Extract provided:
** Begin **
I'm Raising an Only Child and It's Not the End of the World

by Ally Weinberg January 11, 2017

young girl sitting on sofa with book and teddy bear on floor

My daughter has an imaginary sibling.

Actually, let me be more specific. My daughter told me today that she has three sisters and three brothers. Sometimes it’s just a brother and sister. Sometimes there’s a baby in the mix. Most of the time, they’re her pretend older siblings, and they often live in the mountains or on Mars. One of them usually goes to something called a “Halloween School.”

The truth is, my daughter is an only child, and there’s a 99.9 percent chance she will always be an only child. My husband and I want one kid and one kid only. But most people don’t find that to be a satisfying enough number.

You might be wondering, do people really feel that it’s okay to ask you about your reproductive plans? Why yes, yes, they do. But isn’t that a wildly personal question?

Maybe it goes along with living in a culture that thinks it’s also okay to make decisions about my reproductive rights for me...but that’s a rant for another time. I get unsolicited comments and questions at least once a week about if or when I will be having another child.
** End **
Tasks for this exercise:
1 – In the essay about raising an only child, how often does the author say she gets unsolicited comments and questions about having another child?
2 – Extend the essay about raising an only child, starting after its last sentence.
The stored records that come next are separate material and have no connection to the essay about raising an only child.

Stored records
** Begin **
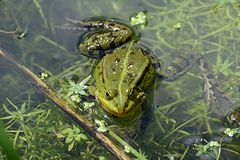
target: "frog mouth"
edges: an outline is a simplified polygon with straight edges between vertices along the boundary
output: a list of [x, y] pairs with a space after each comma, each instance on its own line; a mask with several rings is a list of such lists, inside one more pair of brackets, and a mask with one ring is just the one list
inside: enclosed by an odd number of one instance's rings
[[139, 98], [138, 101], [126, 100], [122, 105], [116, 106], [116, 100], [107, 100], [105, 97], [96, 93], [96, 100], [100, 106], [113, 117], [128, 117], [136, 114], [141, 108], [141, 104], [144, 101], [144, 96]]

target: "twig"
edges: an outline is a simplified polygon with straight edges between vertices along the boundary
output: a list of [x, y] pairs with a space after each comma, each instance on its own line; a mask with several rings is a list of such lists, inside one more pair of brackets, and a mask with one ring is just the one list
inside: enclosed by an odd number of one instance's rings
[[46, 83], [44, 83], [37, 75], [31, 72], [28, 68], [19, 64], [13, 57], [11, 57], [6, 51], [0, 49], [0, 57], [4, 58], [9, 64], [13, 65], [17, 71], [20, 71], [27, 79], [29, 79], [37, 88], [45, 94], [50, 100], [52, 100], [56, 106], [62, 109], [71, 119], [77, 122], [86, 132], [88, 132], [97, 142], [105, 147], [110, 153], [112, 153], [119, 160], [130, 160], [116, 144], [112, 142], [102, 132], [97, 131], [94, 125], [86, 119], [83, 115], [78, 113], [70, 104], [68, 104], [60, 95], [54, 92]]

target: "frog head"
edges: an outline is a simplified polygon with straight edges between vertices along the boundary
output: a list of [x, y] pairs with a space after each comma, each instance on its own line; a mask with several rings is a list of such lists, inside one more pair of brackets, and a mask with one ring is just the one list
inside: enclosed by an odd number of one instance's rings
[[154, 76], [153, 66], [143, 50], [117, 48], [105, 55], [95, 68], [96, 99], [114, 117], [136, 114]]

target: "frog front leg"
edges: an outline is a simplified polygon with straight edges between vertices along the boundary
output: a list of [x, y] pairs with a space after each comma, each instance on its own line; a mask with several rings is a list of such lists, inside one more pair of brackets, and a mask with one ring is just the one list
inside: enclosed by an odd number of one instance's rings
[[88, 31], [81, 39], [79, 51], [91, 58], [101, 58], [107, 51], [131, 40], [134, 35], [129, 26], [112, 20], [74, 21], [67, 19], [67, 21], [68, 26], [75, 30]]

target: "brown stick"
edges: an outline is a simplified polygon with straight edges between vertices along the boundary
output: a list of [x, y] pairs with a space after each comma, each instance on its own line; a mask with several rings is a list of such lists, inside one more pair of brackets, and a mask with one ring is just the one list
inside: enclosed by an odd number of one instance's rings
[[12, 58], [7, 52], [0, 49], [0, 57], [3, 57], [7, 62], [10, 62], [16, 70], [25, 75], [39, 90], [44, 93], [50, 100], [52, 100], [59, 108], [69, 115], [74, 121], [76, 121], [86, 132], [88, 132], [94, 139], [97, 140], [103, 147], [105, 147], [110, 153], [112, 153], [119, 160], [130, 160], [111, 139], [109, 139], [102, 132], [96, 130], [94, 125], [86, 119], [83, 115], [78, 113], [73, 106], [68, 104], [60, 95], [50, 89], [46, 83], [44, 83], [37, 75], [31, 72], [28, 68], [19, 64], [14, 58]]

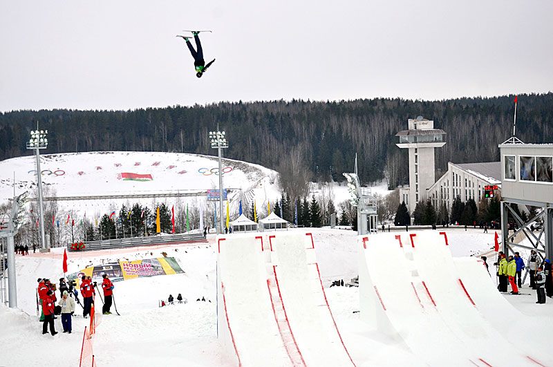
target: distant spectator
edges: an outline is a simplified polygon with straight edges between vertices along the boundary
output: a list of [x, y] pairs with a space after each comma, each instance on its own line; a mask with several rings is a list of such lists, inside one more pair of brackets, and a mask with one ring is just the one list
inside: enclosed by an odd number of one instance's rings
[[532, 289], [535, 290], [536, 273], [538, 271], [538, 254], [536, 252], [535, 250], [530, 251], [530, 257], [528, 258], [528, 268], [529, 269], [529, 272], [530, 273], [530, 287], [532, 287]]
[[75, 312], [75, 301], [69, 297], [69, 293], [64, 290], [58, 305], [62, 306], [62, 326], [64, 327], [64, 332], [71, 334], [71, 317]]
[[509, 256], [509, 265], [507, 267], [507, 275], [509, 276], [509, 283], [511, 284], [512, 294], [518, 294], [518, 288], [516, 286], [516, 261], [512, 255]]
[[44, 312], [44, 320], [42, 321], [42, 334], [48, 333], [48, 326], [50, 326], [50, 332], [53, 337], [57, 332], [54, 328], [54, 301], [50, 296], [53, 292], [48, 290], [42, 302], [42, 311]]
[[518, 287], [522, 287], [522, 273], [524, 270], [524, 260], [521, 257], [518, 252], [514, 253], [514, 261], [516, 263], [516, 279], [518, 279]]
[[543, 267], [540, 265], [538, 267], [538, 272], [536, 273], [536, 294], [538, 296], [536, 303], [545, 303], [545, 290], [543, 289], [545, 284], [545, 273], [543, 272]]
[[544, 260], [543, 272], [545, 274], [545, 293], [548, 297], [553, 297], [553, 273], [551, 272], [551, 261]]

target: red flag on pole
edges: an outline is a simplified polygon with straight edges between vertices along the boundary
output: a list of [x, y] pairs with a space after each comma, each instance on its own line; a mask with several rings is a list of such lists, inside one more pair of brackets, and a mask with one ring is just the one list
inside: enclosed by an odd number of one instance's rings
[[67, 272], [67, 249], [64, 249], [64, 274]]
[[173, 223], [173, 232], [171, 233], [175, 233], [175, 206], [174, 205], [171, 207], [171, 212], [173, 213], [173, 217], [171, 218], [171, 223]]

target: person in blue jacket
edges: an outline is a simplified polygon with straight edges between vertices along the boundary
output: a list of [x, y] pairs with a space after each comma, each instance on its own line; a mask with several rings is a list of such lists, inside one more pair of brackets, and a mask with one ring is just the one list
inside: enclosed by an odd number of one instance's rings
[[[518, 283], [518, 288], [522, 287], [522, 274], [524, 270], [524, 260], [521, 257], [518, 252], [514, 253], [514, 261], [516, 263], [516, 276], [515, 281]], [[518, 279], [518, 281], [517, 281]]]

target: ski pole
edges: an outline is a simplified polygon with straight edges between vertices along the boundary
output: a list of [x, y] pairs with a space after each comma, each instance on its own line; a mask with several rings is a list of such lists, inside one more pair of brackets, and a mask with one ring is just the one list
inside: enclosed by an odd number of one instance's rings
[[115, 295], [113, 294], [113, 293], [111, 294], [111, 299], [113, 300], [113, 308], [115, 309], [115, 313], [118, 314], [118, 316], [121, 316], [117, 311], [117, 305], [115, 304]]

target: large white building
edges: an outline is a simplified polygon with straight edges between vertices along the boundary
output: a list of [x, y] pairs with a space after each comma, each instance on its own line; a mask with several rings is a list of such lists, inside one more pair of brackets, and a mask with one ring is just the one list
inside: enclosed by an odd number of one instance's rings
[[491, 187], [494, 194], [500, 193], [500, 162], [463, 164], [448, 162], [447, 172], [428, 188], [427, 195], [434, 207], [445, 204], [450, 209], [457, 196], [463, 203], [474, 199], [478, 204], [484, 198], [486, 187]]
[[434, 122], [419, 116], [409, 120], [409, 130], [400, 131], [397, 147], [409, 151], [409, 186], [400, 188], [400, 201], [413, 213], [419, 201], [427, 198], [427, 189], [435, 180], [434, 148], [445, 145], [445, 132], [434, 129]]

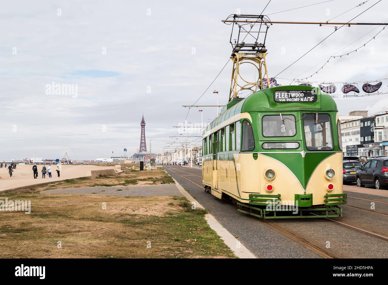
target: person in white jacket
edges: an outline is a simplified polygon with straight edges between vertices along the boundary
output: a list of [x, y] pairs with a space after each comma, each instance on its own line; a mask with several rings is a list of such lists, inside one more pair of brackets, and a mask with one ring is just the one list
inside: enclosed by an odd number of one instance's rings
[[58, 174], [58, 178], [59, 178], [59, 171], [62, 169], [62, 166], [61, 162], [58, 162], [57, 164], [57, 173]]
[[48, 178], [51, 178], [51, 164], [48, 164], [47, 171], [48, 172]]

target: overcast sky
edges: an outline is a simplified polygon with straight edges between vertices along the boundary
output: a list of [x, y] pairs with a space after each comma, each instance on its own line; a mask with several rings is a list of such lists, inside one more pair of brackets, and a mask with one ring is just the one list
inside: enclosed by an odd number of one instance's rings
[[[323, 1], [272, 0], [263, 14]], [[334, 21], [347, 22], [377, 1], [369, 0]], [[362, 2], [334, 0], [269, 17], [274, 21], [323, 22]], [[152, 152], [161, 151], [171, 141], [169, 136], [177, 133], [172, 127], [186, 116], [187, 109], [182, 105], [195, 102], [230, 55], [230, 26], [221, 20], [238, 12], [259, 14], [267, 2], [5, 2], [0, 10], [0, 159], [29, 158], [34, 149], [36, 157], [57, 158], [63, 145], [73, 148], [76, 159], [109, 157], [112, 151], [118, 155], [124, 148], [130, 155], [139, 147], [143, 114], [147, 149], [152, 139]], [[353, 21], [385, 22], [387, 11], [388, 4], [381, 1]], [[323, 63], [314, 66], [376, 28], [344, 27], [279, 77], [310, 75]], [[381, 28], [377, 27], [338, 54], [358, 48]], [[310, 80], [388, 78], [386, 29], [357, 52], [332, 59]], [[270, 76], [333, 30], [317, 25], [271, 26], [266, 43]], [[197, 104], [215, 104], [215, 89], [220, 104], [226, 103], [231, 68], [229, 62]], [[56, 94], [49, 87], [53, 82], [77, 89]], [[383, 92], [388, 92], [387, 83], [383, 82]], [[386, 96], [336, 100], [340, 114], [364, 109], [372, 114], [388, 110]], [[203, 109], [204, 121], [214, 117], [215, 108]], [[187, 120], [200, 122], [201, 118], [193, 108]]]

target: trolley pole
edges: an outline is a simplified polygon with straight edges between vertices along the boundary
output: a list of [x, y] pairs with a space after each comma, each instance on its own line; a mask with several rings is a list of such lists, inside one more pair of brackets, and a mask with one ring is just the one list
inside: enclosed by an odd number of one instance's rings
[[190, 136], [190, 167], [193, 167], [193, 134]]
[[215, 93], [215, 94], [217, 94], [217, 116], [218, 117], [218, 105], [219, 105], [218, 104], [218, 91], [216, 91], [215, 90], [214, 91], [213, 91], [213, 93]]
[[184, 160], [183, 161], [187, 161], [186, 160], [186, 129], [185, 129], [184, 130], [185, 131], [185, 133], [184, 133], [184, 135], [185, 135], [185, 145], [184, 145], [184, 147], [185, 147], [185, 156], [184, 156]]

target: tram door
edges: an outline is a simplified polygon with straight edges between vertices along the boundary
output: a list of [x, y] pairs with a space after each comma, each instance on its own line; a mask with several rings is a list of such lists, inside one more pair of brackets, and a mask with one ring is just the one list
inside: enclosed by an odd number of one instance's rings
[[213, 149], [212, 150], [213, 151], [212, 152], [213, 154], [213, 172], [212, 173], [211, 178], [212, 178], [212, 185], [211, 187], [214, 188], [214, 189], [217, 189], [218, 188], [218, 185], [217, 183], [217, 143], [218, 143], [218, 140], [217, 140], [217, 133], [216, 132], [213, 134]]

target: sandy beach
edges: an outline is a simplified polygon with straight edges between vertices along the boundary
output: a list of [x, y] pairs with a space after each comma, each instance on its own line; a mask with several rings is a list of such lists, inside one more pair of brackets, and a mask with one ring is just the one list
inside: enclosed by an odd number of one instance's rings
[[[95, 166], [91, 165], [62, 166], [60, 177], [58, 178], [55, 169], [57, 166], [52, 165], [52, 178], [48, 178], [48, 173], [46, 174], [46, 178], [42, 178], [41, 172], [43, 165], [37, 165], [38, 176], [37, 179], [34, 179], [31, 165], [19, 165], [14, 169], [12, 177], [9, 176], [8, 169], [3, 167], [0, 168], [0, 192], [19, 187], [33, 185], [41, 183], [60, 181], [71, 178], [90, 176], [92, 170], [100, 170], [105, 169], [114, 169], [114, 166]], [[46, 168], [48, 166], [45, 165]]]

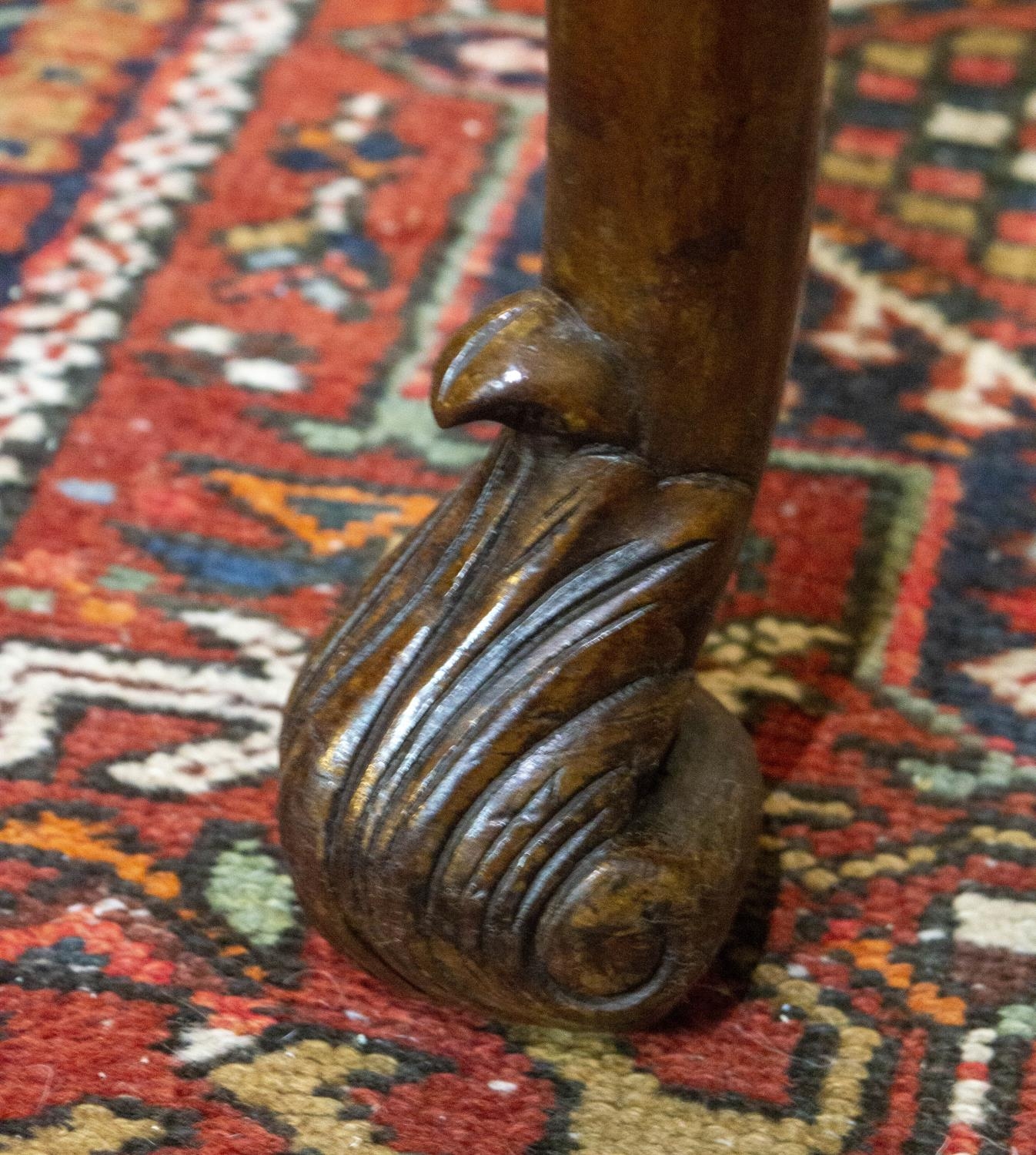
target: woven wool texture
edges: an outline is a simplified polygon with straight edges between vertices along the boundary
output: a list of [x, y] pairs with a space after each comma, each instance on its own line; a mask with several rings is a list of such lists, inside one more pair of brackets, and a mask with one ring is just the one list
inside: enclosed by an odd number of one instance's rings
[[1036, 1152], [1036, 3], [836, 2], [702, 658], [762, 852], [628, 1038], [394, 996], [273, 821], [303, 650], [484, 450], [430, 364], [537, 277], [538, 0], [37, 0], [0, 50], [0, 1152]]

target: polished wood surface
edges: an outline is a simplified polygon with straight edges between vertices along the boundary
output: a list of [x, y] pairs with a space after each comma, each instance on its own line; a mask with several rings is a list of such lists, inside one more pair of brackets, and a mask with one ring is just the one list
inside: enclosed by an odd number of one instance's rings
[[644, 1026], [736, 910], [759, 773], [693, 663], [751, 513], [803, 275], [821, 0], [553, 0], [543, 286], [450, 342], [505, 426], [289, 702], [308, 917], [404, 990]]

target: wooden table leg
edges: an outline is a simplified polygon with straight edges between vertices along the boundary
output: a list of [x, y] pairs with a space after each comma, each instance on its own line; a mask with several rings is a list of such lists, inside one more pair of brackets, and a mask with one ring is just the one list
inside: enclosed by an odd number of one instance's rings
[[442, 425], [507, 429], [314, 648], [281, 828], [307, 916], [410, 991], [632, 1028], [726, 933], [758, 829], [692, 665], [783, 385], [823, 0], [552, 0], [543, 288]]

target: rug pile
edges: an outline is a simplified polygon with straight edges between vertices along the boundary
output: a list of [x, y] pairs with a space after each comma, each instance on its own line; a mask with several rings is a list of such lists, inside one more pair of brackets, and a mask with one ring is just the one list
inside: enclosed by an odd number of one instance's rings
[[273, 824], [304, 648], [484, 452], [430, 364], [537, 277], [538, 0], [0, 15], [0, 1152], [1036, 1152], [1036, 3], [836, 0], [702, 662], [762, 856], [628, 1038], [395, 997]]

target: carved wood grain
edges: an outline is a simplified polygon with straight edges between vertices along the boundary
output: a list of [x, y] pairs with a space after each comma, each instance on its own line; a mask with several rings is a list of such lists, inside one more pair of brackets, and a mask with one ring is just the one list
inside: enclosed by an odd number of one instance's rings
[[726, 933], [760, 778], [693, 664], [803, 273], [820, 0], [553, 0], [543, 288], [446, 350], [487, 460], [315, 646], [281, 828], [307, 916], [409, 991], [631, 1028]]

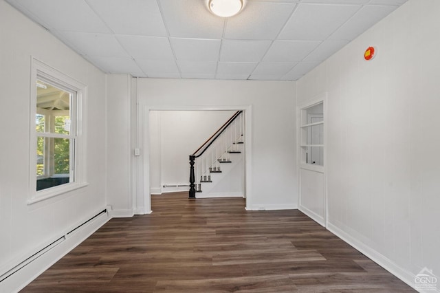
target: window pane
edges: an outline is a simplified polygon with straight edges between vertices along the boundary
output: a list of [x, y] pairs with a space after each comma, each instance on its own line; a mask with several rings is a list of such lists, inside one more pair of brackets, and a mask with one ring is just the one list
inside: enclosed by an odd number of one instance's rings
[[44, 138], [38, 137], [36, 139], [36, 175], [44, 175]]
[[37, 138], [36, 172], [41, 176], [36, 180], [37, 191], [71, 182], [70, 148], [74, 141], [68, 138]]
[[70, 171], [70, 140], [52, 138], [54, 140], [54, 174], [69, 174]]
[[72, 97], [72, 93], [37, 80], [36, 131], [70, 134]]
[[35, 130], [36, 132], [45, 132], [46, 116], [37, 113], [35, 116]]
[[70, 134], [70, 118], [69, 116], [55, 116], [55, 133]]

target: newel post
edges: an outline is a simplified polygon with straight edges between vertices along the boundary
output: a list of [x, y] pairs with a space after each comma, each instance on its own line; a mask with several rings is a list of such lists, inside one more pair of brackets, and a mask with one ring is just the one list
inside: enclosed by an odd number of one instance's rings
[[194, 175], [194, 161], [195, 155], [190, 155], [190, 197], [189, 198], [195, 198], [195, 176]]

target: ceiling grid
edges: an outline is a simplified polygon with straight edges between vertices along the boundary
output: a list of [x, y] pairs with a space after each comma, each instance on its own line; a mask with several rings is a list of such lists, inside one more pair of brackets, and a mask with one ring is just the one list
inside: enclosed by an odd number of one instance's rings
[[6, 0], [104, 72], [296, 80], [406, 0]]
** End **
Answers below:
1 – At least once a week.

2 –
It’s one thing for my daughter to ask about this. She is four years old. She’s actually part of my family, and that gives her the right to ask questions about it. And she’s four. Apparently, she told her classmates about her siblings. Soon I had a fellow mom texting me, asking if I was pregnant, saying her kid heard about it from the director of the school. The preschool rumor mill was going crazy!

I think my daughter just wants someone to help her clean her room, quite honestly. I’m pretty sure if she knew what babies entail, she would be less obsessed with us having one.

When I tell people we’re one and done, they usually keep pushing. I know they mean well, but it’s frustrating to feel like I have to qualify my decision to make them more at ease. If I was a stronger person, maybe I wouldn’t. I’d stick by my guns and leave it at that. But as it stands, I still feel like I need to explain our choice.

I offer some canned responses: “It’s hard enough to afford having one kid in expensive California.” “My pregnancy was really difficult, and I’m worried about doing it again.” “I am an only child, and I turned out okay.” “Have you met my kid, and do you really think we can handle another (followed by self-deprecating laughs),” etc.

All of these answers may be true, but the real truth is that my husband and I simply want our one awesome kid. This feels like the right size for our family.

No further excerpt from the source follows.